Are you finding yourself unmotivated at work, tired, irritable, or dreading the start of each work day? You could be showing early signs of burnout.
While our modern ‘always on’ work culture would have us believe that feeling stressed or exhausted is a normal part of life, research tells us that mental health symptoms such as these should be taken seriously. Extended periods of stress can lead to high blood pressure, substance abuse, insomnia or heart disease.
What is burnout?
Burnout is not a formal psychological diagnosis, though experts believe that conditions such as depression or anxiety can accompany it. The term ‘burnout’ was coined by American psychologist Herbert Freudenberger in 1974. He defined it as “the extinction of motivation or incentive, especially where one’s devotion to a cause or relationship fails to produce the desired results.”
Burnout is usually associated with the pressure that comes from an individual’s job, but any situation creating stress can cause it — for example, relationships, parenting or school. Personality types with a strong focus on achievement and perfectionism may be more susceptible to burnout.
Am I burnt out?
If you’re wondering if you’re burnt out, ask yourself the following questions:
– Are you finding it harder than usual to concentrate?
– Has your performance at work declined?
– Do you feel disillusioned or demoralised at work?
– Has the quality of your sleep been affected?
– Have you become more critical or grouchy with colleagues?
Answering ‘yes’ to one or more of these could mean that you’re experiencing burnout.
What to do
A great first step in dealing with burnout is simply taking a mental health day. Set aside a day off work as soon as possible, turn off your phone and spend some time thinking about how you’ll practice self-care moving forward. Some proven strategies to help with emotional resilience are:
– Eating plenty of fruit and vegetables
– Cutting out alcohol
– Practising gratitude
If there are problems at work that need to be addressed, raise these with human resources. If you feel you’re also experiencing symptoms of depression or anxiety, make an appointment to discuss these with your GP.

Work task: According to the passage on burnout, who coined the term "burnout," and in what year? The rows that come next are not needed for this work.

Source data:
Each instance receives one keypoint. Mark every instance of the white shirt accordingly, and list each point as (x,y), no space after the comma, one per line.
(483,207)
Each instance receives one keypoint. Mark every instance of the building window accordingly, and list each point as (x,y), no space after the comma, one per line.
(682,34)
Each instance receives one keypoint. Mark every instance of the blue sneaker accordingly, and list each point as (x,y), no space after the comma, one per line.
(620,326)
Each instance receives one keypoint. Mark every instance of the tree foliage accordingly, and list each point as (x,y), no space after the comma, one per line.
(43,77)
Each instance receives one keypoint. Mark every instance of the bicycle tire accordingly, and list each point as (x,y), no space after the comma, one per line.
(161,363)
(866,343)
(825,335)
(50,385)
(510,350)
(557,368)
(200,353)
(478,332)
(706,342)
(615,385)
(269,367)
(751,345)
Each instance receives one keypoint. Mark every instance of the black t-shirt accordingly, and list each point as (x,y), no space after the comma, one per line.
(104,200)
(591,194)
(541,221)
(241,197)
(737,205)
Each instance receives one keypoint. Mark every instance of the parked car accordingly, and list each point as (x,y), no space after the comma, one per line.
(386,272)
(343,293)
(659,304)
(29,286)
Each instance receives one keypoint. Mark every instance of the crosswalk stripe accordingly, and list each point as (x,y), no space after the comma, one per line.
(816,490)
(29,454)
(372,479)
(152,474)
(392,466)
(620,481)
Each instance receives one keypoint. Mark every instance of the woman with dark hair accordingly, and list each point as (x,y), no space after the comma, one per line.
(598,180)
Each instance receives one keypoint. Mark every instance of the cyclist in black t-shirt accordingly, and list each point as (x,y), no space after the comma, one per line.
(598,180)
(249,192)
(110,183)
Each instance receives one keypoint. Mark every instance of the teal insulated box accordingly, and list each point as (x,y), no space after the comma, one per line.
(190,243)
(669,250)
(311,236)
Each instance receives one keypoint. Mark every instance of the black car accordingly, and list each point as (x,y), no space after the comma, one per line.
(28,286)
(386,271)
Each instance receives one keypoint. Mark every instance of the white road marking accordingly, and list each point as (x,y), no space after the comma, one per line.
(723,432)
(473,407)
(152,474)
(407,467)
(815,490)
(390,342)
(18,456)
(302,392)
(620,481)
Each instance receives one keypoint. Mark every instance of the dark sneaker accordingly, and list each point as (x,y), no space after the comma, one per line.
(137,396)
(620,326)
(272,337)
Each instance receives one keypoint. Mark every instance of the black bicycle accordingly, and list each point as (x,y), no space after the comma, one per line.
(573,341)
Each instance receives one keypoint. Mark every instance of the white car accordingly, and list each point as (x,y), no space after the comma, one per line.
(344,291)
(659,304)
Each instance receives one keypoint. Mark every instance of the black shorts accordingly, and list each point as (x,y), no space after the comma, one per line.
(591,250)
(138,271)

Exercise response: American psychologist Herbert Freudenberger coined it in 1974.